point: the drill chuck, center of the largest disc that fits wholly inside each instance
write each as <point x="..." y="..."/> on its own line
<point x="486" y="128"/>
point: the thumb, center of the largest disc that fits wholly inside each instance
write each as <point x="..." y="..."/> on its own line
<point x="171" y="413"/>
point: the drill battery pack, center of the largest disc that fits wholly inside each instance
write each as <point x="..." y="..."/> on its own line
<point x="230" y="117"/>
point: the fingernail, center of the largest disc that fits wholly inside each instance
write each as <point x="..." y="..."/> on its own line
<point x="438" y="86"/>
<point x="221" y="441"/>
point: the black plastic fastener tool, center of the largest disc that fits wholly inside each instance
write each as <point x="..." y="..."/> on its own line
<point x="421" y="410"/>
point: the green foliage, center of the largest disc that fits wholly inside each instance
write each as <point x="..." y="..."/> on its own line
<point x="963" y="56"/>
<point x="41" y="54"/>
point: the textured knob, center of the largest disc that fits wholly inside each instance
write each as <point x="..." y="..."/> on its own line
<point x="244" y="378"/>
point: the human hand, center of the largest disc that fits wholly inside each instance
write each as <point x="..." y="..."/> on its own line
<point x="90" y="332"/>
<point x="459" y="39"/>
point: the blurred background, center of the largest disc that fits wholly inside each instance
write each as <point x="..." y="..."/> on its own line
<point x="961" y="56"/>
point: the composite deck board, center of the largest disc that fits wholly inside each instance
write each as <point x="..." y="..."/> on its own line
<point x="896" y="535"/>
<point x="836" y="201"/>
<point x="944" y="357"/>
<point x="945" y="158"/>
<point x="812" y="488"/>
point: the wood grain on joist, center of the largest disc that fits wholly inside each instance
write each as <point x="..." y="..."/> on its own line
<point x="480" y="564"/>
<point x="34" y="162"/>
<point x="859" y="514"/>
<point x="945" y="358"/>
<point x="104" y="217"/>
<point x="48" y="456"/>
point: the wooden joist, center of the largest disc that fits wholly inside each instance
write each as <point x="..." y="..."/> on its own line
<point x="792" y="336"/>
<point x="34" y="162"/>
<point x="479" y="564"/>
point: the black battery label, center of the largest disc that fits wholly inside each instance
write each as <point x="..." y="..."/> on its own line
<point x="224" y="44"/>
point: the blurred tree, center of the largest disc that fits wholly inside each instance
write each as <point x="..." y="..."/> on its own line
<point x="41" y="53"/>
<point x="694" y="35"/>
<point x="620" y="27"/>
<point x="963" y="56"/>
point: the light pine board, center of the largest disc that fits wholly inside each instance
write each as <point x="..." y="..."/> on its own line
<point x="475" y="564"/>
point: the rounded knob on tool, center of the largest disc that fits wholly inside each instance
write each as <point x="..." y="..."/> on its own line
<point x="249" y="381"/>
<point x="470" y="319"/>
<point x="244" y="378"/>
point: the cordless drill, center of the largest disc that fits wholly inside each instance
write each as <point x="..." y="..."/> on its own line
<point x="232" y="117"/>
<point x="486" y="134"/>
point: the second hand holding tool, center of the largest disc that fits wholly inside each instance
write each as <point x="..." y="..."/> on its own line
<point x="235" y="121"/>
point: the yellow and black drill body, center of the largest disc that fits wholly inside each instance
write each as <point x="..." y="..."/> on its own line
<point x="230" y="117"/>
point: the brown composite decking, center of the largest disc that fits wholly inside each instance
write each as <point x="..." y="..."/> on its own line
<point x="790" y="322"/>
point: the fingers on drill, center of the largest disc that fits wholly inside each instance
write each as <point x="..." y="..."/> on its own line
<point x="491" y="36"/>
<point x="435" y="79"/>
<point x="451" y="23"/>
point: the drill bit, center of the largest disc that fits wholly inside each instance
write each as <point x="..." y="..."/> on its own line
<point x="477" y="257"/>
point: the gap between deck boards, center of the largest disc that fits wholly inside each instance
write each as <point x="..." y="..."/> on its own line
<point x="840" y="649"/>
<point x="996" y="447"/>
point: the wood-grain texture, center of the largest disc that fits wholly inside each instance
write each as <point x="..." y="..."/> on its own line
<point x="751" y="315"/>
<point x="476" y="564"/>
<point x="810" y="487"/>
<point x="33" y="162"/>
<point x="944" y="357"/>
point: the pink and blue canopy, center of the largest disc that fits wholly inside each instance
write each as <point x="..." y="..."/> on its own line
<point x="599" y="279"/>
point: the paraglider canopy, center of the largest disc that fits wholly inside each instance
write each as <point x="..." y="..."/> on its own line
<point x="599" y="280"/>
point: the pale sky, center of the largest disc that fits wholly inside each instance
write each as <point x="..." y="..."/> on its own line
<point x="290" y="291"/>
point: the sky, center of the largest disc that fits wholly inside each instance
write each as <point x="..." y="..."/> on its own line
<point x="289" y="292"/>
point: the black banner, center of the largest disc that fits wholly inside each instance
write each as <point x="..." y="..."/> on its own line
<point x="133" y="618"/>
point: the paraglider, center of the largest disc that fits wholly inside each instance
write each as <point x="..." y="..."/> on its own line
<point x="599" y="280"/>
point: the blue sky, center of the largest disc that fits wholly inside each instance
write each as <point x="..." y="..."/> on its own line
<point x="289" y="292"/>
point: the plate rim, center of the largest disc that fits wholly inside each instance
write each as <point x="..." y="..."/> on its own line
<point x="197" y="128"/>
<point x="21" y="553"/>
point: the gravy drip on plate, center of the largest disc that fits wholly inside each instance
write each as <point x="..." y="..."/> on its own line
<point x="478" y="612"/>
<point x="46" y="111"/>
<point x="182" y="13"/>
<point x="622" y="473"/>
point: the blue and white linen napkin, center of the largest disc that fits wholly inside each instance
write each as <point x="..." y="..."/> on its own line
.....
## WORK TO COMPLETE
Within the records, how many lines include "canopy"? The answer is the number and nothing else.

## SOLUTION FOR THIS TASK
2